### Work to be completed
Output the stretch of the material below from the line containing "Put a dot on the sky" through the line containing "<point>443,271</point>" as a JSON list of strings, one string per line, with blank lines left out.

[Object location annotation material]
/---
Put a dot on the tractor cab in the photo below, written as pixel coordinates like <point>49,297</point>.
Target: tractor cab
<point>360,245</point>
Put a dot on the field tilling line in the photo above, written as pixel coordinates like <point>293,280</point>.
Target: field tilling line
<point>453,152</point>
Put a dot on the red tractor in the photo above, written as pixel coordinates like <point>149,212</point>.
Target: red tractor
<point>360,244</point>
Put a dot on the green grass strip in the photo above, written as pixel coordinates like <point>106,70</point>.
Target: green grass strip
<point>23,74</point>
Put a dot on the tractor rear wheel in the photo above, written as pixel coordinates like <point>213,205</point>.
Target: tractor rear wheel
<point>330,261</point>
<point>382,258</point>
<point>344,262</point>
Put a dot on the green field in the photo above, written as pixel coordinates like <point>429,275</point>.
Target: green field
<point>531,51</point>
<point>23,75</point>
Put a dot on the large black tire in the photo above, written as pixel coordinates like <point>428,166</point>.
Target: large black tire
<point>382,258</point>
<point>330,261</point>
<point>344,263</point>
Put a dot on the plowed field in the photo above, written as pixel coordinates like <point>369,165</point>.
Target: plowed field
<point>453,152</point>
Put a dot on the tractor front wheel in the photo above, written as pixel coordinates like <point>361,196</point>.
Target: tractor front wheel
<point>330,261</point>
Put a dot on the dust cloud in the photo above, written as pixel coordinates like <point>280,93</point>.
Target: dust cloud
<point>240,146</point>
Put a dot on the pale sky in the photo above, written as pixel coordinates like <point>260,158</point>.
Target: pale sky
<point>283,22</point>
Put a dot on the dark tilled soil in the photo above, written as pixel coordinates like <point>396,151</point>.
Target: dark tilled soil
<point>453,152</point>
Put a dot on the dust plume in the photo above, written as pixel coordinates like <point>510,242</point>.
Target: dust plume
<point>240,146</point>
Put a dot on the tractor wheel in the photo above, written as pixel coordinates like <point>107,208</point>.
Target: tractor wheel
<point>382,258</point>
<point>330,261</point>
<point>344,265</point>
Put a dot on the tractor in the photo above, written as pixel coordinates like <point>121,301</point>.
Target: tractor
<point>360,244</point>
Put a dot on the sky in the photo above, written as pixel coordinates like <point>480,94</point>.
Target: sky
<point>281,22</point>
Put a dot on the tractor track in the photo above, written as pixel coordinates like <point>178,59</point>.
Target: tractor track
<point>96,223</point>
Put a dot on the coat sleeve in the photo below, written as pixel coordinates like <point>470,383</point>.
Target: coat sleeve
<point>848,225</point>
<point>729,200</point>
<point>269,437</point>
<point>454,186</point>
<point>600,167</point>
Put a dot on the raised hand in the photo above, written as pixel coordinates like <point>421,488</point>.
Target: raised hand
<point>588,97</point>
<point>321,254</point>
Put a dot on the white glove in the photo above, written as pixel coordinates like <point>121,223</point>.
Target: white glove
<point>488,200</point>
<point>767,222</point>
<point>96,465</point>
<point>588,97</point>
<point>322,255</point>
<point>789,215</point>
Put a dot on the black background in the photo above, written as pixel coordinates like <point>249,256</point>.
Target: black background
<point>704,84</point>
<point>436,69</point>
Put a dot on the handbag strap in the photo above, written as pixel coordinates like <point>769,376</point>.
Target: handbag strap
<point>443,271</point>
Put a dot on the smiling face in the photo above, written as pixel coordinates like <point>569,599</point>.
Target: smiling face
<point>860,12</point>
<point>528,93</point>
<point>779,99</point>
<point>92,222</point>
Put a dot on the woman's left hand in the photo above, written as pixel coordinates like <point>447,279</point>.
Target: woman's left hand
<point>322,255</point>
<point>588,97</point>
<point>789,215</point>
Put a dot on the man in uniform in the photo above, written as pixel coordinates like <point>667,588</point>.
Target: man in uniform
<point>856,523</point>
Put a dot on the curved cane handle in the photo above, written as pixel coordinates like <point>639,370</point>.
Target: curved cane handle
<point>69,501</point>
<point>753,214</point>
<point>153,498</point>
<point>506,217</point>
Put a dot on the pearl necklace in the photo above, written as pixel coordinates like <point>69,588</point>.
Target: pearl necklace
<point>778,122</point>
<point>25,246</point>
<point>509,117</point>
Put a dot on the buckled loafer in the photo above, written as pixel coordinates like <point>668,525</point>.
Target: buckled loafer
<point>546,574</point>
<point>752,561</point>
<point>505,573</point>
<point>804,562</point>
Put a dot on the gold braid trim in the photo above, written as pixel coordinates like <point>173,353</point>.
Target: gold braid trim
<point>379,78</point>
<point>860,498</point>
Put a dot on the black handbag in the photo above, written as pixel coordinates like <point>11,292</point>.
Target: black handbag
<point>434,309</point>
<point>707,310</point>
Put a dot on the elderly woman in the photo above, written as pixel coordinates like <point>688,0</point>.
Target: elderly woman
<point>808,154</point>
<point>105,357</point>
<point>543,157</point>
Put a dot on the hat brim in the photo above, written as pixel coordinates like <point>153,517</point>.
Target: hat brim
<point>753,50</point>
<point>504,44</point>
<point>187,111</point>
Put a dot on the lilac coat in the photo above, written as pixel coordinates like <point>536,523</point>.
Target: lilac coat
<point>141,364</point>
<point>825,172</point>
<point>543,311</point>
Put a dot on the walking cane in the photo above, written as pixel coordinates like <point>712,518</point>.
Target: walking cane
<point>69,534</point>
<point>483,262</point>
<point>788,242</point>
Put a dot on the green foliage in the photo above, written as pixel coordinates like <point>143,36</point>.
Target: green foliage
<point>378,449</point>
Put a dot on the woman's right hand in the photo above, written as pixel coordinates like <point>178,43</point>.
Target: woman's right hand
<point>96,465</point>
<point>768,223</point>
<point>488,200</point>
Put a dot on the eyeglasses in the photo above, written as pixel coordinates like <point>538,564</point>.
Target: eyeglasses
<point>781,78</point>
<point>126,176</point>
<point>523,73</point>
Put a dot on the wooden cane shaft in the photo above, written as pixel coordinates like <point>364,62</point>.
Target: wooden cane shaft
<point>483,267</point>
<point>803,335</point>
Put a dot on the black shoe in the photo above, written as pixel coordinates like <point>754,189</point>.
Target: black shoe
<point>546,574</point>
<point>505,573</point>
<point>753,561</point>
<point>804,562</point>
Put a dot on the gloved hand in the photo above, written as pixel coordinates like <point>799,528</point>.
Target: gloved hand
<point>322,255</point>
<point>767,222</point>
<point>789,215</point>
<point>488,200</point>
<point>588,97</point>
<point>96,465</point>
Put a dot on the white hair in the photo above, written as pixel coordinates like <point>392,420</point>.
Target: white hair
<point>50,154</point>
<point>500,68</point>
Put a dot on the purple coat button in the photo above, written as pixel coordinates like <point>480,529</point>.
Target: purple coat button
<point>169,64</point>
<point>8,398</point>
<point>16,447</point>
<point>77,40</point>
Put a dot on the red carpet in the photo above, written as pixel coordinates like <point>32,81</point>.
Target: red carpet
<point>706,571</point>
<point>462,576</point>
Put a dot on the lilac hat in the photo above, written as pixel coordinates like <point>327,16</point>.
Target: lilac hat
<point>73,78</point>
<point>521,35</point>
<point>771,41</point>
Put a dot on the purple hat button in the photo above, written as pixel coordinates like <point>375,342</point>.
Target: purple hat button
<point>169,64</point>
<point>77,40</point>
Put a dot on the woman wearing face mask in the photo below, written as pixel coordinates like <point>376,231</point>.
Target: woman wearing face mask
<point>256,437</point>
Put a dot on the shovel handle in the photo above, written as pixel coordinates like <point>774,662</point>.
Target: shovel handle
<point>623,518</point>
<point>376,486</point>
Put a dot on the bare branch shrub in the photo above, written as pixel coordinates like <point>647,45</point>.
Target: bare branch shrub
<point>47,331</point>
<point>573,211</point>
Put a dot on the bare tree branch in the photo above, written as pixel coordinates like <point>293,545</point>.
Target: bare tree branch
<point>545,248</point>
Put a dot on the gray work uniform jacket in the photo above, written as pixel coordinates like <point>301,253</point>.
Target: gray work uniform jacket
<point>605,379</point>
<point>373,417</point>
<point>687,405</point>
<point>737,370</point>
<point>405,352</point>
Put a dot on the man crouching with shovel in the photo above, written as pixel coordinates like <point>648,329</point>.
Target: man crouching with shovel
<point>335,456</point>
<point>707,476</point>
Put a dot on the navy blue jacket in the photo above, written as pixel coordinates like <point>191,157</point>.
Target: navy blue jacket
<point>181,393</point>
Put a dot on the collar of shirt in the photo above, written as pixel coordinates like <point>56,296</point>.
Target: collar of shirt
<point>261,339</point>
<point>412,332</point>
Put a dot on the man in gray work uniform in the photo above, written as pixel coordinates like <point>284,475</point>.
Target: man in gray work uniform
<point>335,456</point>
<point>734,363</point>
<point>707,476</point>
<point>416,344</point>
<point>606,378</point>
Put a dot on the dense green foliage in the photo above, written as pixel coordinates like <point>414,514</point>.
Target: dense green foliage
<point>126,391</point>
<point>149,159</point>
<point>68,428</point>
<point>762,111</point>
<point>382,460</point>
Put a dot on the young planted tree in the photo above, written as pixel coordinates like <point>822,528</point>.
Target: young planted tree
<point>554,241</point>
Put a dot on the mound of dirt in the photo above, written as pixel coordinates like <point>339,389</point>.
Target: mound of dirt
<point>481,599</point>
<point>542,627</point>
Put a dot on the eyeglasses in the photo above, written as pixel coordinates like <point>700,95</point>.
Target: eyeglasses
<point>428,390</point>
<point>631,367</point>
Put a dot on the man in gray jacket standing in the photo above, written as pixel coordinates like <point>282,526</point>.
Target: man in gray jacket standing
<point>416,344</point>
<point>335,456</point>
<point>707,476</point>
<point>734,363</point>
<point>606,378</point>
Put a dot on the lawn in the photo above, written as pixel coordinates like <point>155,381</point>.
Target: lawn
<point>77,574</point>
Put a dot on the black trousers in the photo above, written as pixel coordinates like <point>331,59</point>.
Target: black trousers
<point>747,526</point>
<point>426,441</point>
\---
### Complete answer
[
  "Put a dot on the sky in the photo above, written as pixel coordinates like <point>480,94</point>.",
  "Target: sky",
  "<point>281,22</point>",
  "Put a dot on the tractor track in the photo above, written as pixel coordinates like <point>178,59</point>.",
  "Target: tractor track",
  "<point>96,223</point>",
  "Put a dot on the coat sleeve in the photo below, written as pixel coordinates like <point>470,383</point>.",
  "Target: coat sleeve",
  "<point>848,225</point>",
  "<point>729,200</point>",
  "<point>269,437</point>",
  "<point>454,186</point>",
  "<point>600,167</point>",
  "Put a dot on the raised hand in the photo above, written as pixel coordinates like <point>421,488</point>.",
  "Target: raised hand",
  "<point>588,97</point>",
  "<point>321,254</point>",
  "Put a dot on the white glove in the photo above, written as pixel coordinates like <point>121,223</point>.",
  "Target: white glove",
  "<point>488,200</point>",
  "<point>767,222</point>",
  "<point>96,465</point>",
  "<point>588,97</point>",
  "<point>322,255</point>",
  "<point>789,215</point>",
  "Put a dot on the black background in the photo above, written as pixel coordinates like <point>249,256</point>.",
  "Target: black background",
  "<point>704,84</point>",
  "<point>436,69</point>",
  "Put a dot on the handbag strap in the photo above, written as pixel coordinates like <point>769,376</point>.",
  "Target: handbag strap",
  "<point>443,271</point>"
]